§ BRIEF
Your copy of the material below should match it exactly, except that it holds no pictures.

==== RECORD SET ====

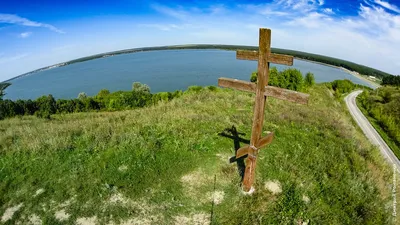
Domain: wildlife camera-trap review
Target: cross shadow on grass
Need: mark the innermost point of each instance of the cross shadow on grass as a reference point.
(233, 134)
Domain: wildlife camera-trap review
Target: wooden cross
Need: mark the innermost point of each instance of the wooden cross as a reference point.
(264, 57)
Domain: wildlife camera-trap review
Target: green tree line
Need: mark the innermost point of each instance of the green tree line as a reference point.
(46, 106)
(291, 79)
(391, 80)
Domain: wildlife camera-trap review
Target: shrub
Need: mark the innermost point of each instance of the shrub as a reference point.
(195, 88)
(253, 77)
(139, 87)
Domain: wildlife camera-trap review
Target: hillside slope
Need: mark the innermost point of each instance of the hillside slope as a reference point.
(168, 164)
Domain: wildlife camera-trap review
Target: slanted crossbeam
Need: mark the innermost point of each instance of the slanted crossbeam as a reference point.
(264, 57)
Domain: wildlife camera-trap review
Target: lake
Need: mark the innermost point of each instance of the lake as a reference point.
(167, 70)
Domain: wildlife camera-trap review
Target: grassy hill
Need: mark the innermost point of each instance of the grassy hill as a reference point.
(168, 164)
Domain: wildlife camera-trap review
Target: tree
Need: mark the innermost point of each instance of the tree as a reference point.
(103, 93)
(82, 96)
(253, 77)
(309, 79)
(139, 87)
(3, 87)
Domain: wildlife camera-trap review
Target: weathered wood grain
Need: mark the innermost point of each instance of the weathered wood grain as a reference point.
(265, 140)
(242, 151)
(264, 57)
(258, 117)
(272, 58)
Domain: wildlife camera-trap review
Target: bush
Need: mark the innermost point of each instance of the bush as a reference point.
(253, 77)
(139, 87)
(47, 106)
(309, 80)
(289, 79)
(194, 88)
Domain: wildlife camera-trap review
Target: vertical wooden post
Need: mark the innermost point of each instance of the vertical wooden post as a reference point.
(262, 79)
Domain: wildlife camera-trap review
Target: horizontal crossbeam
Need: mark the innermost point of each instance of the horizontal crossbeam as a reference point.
(261, 143)
(272, 58)
(270, 91)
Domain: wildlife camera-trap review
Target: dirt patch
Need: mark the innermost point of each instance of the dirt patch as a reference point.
(273, 186)
(194, 179)
(306, 199)
(61, 215)
(217, 197)
(195, 219)
(38, 192)
(123, 168)
(223, 157)
(34, 219)
(9, 213)
(142, 221)
(66, 203)
(87, 220)
(118, 198)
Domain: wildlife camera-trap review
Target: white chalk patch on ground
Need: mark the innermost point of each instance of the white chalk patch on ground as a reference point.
(141, 221)
(66, 203)
(61, 215)
(35, 219)
(306, 199)
(87, 220)
(118, 198)
(195, 178)
(195, 219)
(9, 213)
(273, 186)
(201, 219)
(217, 197)
(123, 168)
(223, 157)
(38, 192)
(250, 192)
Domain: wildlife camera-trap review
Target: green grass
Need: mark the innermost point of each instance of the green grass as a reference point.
(157, 165)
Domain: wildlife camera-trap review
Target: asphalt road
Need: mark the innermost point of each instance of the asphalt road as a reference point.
(369, 130)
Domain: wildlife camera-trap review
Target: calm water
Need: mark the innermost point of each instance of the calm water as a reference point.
(161, 70)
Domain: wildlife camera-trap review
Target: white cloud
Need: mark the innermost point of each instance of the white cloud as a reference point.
(14, 19)
(25, 34)
(387, 5)
(328, 11)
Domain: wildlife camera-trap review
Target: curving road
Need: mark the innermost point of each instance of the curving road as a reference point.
(369, 130)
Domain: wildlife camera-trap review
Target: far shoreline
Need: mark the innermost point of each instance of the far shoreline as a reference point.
(353, 73)
(296, 54)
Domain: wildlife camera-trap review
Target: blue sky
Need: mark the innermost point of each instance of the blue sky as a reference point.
(35, 33)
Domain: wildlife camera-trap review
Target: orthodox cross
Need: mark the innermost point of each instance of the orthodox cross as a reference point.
(264, 57)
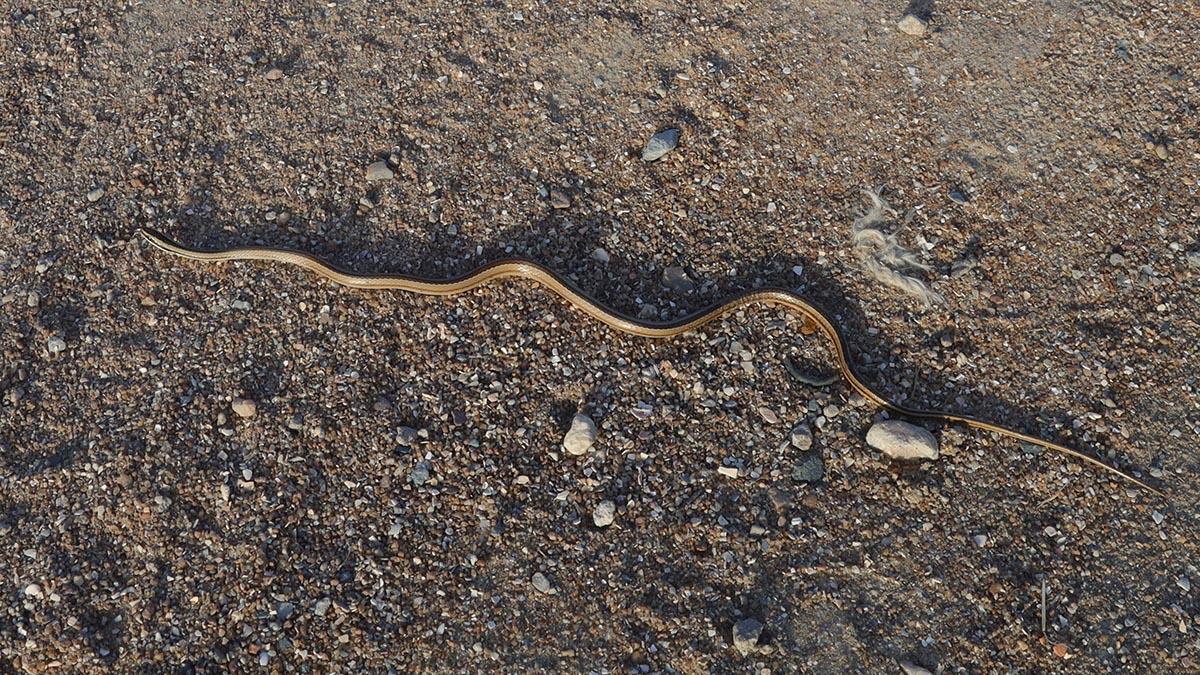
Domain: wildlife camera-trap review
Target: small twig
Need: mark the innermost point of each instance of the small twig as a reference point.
(1043, 607)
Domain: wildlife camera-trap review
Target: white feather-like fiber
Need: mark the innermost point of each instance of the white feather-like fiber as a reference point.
(882, 256)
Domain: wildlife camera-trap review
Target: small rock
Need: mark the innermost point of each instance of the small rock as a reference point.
(559, 199)
(745, 635)
(676, 279)
(768, 414)
(900, 440)
(420, 473)
(912, 25)
(244, 407)
(605, 513)
(801, 437)
(406, 436)
(913, 669)
(580, 436)
(809, 469)
(55, 345)
(660, 144)
(379, 171)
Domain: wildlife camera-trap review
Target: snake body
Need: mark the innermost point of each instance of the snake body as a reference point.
(582, 302)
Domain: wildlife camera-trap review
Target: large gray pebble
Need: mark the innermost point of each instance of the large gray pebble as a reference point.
(745, 635)
(900, 440)
(660, 144)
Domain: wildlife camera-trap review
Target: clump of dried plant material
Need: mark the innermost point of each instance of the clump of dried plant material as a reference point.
(881, 254)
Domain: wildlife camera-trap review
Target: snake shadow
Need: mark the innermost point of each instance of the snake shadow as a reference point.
(565, 242)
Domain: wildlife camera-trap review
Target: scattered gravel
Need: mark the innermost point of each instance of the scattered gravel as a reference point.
(901, 440)
(167, 533)
(809, 467)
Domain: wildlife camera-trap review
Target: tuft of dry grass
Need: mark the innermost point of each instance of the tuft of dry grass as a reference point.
(881, 255)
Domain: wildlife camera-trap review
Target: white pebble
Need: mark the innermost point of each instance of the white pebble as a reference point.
(900, 440)
(580, 436)
(604, 513)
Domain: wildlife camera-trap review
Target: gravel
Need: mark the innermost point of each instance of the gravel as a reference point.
(124, 490)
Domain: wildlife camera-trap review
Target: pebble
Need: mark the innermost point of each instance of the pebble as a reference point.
(660, 144)
(768, 414)
(420, 473)
(900, 440)
(580, 436)
(604, 513)
(379, 171)
(559, 199)
(55, 345)
(912, 25)
(801, 437)
(745, 635)
(809, 469)
(244, 407)
(406, 436)
(676, 279)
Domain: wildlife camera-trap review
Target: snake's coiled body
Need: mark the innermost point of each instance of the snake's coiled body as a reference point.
(585, 303)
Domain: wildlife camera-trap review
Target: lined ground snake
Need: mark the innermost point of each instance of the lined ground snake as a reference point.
(580, 300)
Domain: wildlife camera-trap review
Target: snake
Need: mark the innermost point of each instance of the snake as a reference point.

====

§ ANSWER FOR THIS EXERCISE
Domain: wildlife camera-trap review
Target: cross shadow on grass
Need: mark the innermost point of each instance of the cross shadow on grass as a reference point.
(233, 134)
Domain: wildlife camera-trap review
Target: wooden cross
Need: mark the innermost point of each instance of the wooden cross as a reference point.
(264, 57)
Domain: wildlife camera-trap review
Target: green tree line
Need: mark the innermost point of each instance of the green tree line as a reference point.
(46, 106)
(291, 79)
(391, 80)
Domain: wildlife camera-trap review
Target: shrub
Need: mark the innermost point of each instance of the shrub as a reference point.
(195, 88)
(253, 77)
(139, 87)
Domain: wildlife camera-trap review
Target: hillside slope
Need: mark the innermost point of each instance of the hillside slope as a reference point.
(168, 164)
Domain: wildlife camera-trap review
Target: slanted crossbeam
Need: mark the innermost point of each instance of the slanted crossbeam as a reference point.
(264, 57)
Domain: wildlife camera-trap review
Target: lake
Need: mark the innermost point of each instance of the lake as a reference point.
(167, 70)
Domain: wildlife camera-trap review
Target: grassy hill
Need: mark the innermost point of each instance of the grassy hill as a reference point.
(168, 164)
Domain: wildlife camera-trap review
Target: tree
Need: mark the innermost point of each instance of the tree as a reference point.
(103, 93)
(82, 96)
(253, 77)
(309, 79)
(139, 87)
(3, 87)
Domain: wildlife camera-trap review
Target: weathered wood grain
Need: mark the innermost point of each instance of the weathered wood grain as a reference point.
(265, 140)
(242, 151)
(264, 57)
(258, 117)
(272, 58)
Domain: wildlife camera-trap review
Target: bush
Need: mark the innermost point of each instance of the bush as a reference point.
(253, 77)
(139, 87)
(47, 106)
(309, 80)
(289, 79)
(194, 88)
Domain: wildlife camera-trap review
Target: vertical wooden post
Need: mark the innermost point of each instance of the vertical wooden post as a reference point.
(262, 79)
Domain: wildlife camera-trap review
Target: horizontal crossbeam
Need: mark the innermost point of each instance of the horizontal crossbeam as a reference point.
(261, 143)
(272, 58)
(270, 91)
Domain: wildlife camera-trap review
Target: dirt patch
Need: mark the innermost point of each instance of the dirt patch as a reference point.
(273, 186)
(194, 179)
(306, 199)
(61, 215)
(217, 197)
(195, 219)
(38, 192)
(123, 168)
(223, 157)
(34, 219)
(9, 213)
(142, 221)
(66, 203)
(87, 220)
(118, 198)
Domain: wildlife camera-trap review
Target: white chalk patch on ground
Need: mark the innermost point of each instance of the white chalk patch on ground as a reference point.
(141, 221)
(66, 203)
(61, 215)
(35, 219)
(306, 199)
(87, 220)
(118, 198)
(195, 178)
(195, 219)
(9, 213)
(273, 186)
(201, 219)
(217, 197)
(123, 168)
(223, 157)
(38, 192)
(250, 192)
Domain: wildlife camera-trap review
Target: green grass
Need: mark the innermost point of each instance of the green grass as a reference point.
(157, 165)
Domain: wildlife camera-trap review
Target: asphalt road
Need: mark the innermost point of each instance of the asphalt road as a reference point.
(369, 130)
Domain: wildlife camera-trap review
Target: calm water
Need: mark the innermost point of each instance of the calm water as a reference point.
(161, 70)
Domain: wildlife camera-trap review
Target: white cloud
Need: mark the innermost point of each instance of the white cloud as a reference point.
(14, 19)
(25, 34)
(387, 5)
(328, 11)
Domain: wildlife camera-trap review
Target: curving road
Need: mark the innermost point of each instance of the curving road as a reference point.
(369, 130)
Domain: wildlife camera-trap review
Target: far shoreline
Need: mark the innermost point of each instance of the far shoreline as a reference point.
(353, 73)
(296, 54)
Domain: wildlife camera-trap review
Target: blue sky
Need: mark the innermost point of each instance of the blue sky as a reference point.
(35, 33)
Domain: wildlife camera-trap review
Target: orthodox cross
Need: mark the innermost point of each instance of the orthodox cross as a reference point.
(264, 57)
Domain: wildlife camera-trap review
Target: small twig
Need: mark the innermost point of each instance of the small twig as a reference point.
(1043, 607)
Domain: wildlife camera-trap review
Target: white feather-like fiber
Need: mark the innermost point of each instance of the white feather-like fiber as a reference point.
(882, 256)
Domain: wildlife camera-trap review
Target: small rock
Need: mark the innermost point of each instance of the small rock as a reference point.
(559, 199)
(745, 635)
(676, 279)
(768, 414)
(900, 440)
(420, 473)
(912, 25)
(244, 407)
(605, 513)
(801, 437)
(406, 436)
(913, 669)
(580, 436)
(809, 469)
(55, 345)
(660, 144)
(379, 171)
Domain: wildlife camera-trap review
Target: snake body
Need: mark the innermost point of each instance of the snake body as a reference point.
(582, 302)
Domain: wildlife camera-trap review
Target: large gray pebble
Need: mark the innermost point of each instance of the large gray pebble as a reference point.
(745, 635)
(900, 440)
(660, 144)
Domain: wildlife camera-trap review
Target: clump of dried plant material
Need: mark the innermost point of each instance of the clump of dried plant material as a reference point.
(881, 254)
Domain: wildlife camera-trap review
Target: snake shadow
Need: mark the innermost point of each instance of the snake shadow as a reference point.
(565, 242)
Domain: wildlife camera-trap review
Target: scattered gravel
Need: mark the innermost point of each instance of the scattered gravel as a reference point.
(901, 440)
(167, 533)
(809, 467)
Domain: wildlife camera-trap review
Target: tuft of dry grass
Need: mark the innermost point of each instance of the tuft of dry grass as a reference point.
(881, 255)
Domain: wildlife camera-trap review
Target: white pebble
Need: mark the innermost point of each instance of the white pebble as a reference point.
(900, 440)
(580, 436)
(604, 513)
Domain: wildlife camera-trap review
Target: gravel
Need: mark the innermost point of each instance of the gravel as a reference point.
(124, 490)
Domain: wildlife camera-trap review
Target: pebble
Need: mark the innermost point of each instance of the pebble as a reference point.
(660, 144)
(768, 414)
(420, 473)
(900, 440)
(580, 436)
(604, 513)
(379, 171)
(559, 199)
(55, 345)
(912, 25)
(801, 437)
(745, 635)
(809, 469)
(244, 407)
(406, 436)
(676, 279)
Domain: wildlife camera-trap review
Target: snake's coiled body
Need: mark the innermost point of each instance of the snake's coiled body as a reference point.
(585, 303)
Domain: wildlife camera-trap review
Target: lined ground snake
Need: mark the innermost point of each instance of the lined ground snake as a reference point.
(580, 300)
Domain: wildlife camera-trap review
Target: snake
Need: mark the innermost point of each instance of the snake as a reference point.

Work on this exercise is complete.